▶ [Set exercise]: Retype the listing below line for line without changing anything, and leave the pictures out of your answer.

┌─ Available data

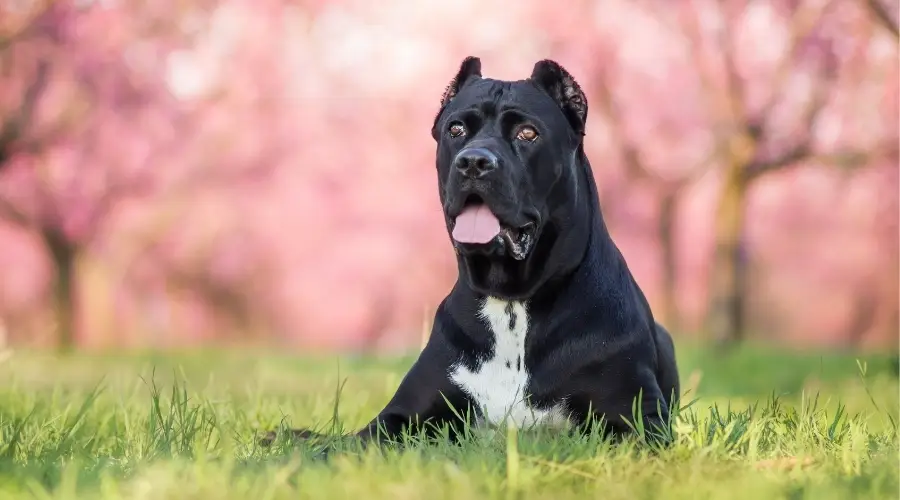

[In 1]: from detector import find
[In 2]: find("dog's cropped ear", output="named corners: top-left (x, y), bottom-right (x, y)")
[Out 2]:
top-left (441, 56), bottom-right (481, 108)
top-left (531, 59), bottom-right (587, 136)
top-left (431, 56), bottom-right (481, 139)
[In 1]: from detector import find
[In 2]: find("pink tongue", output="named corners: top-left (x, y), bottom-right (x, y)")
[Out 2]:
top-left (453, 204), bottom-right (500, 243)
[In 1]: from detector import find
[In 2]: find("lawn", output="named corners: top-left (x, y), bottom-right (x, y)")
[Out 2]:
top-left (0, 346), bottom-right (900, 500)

└─

▶ [Exercise result]:
[In 1]: from detector import find
[In 2]: find("dog's cropped ear", output="named corners: top-left (x, y), bottom-right (x, y)")
[Out 2]:
top-left (441, 56), bottom-right (481, 108)
top-left (531, 59), bottom-right (587, 136)
top-left (431, 56), bottom-right (481, 139)
[In 1]: from detector import find
[In 2]: find("pink tongue", output="named corners: top-left (x, y), bottom-right (x, y)")
[Out 2]:
top-left (453, 204), bottom-right (500, 243)
[In 1]: from detector import find
[In 2]: find("lawn", output="named corners: top-left (x, y), bottom-right (x, y)")
[Out 2]:
top-left (0, 346), bottom-right (900, 500)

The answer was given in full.